En résumé, il s’agit d’une aide au développement qui épouse toute action de réduction des facteurs d’attraction des migrations. Cela comprend la violence sécuritaire, décrite comme humanitaire, pour empêcher les migrants de partir au large sur des bateaux dangereux ou d’étouffer à l’arrière de camions sur des autoroutes européennes. Mais cela comprend aussi les fonds et activités désignés comme de l’aide au développement dans le cadre de mesures « stabilisatrices » de sécurité (telle l’abjecte assistance américaine en Afghanistan, Israël et Jordanie, ou les larges sommes versées, directement ou indirectement, à l’armée égyptienne).
Conclusion
Cinq degrés du nexus sécuritaire/humanitaire ont été définis ci-dessus, allant d’une action anti-humanitaire directe et souvent mortelle à des politiques structurelles aux effets sécuritaires « indirects », menées à travers une aide au développement et une assistance humanitaire, souvent caractérisées par des mesures de « stabilisation » politiques, militaires et économiques.
Dans chaque cas évoqué, l’humanitaire et le sécuritaire sont entremêlés et non fortuits. Bien qu’il ne semble pas totalement faux de placer le projet de prestige le plus désintéressé, dirigé par un État, dans une stratégie générale d’accumulation de capital symbolique et de soft power, notre analyse ne cherche pas à suggérer que toute action humanitaire serait sécuritaire.

Données fournies:

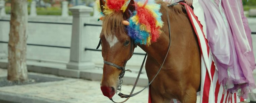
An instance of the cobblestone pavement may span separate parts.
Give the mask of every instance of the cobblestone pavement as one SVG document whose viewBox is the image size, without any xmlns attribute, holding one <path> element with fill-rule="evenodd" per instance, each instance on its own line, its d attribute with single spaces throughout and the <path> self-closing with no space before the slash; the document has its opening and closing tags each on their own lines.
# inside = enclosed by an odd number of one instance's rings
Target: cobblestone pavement
<svg viewBox="0 0 256 103">
<path fill-rule="evenodd" d="M 7 70 L 0 69 L 0 76 L 6 76 Z M 64 78 L 48 74 L 34 73 L 30 74 L 47 75 L 49 77 L 65 79 L 65 80 L 57 82 L 41 83 L 35 84 L 15 86 L 0 87 L 0 92 L 15 93 L 26 96 L 38 97 L 50 100 L 63 103 L 112 103 L 104 96 L 100 88 L 100 82 L 92 81 L 80 79 Z M 132 86 L 122 86 L 123 93 L 129 94 Z M 143 89 L 137 87 L 135 92 Z M 147 103 L 148 90 L 146 89 L 126 103 Z M 116 95 L 113 100 L 121 102 L 125 99 Z"/>
</svg>

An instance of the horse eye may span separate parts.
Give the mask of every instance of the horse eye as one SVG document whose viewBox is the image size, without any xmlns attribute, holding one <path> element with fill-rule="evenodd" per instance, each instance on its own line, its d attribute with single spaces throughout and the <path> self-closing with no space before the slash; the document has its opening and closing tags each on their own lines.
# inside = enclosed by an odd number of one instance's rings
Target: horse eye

Consignes de l'exercice:
(a) Combien de degrés du nexus sécuritaire/humanitaire le passage fourni dit-il avoir définis ?
(b) Veuillez extraire mot pour mot le passage fourni depuis « En résumé, il » jusqu'à « à l’armée égyptienne). » inclus.
Les lignes constituent un matériau distinct du passage.

Corrigé de l'exercice:
(a) Cinq degrés.

(b)
En résumé, il s’agit d’une aide au développement qui épouse toute action de réduction des facteurs d’attraction des migrations. Cela comprend la violence sécuritaire, décrite comme humanitaire, pour empêcher les migrants de partir au large sur des bateaux dangereux ou d’étouffer à l’arrière de camions sur des autoroutes européennes. Mais cela comprend aussi les fonds et activités désignés comme de l’aide au développement dans le cadre de mesures « stabilisatrices » de sécurité (telle l’abjecte assistance américaine en Afghanistan, Israël et Jordanie, ou les larges sommes versées, directement ou indirectement, à l’armée égyptienne).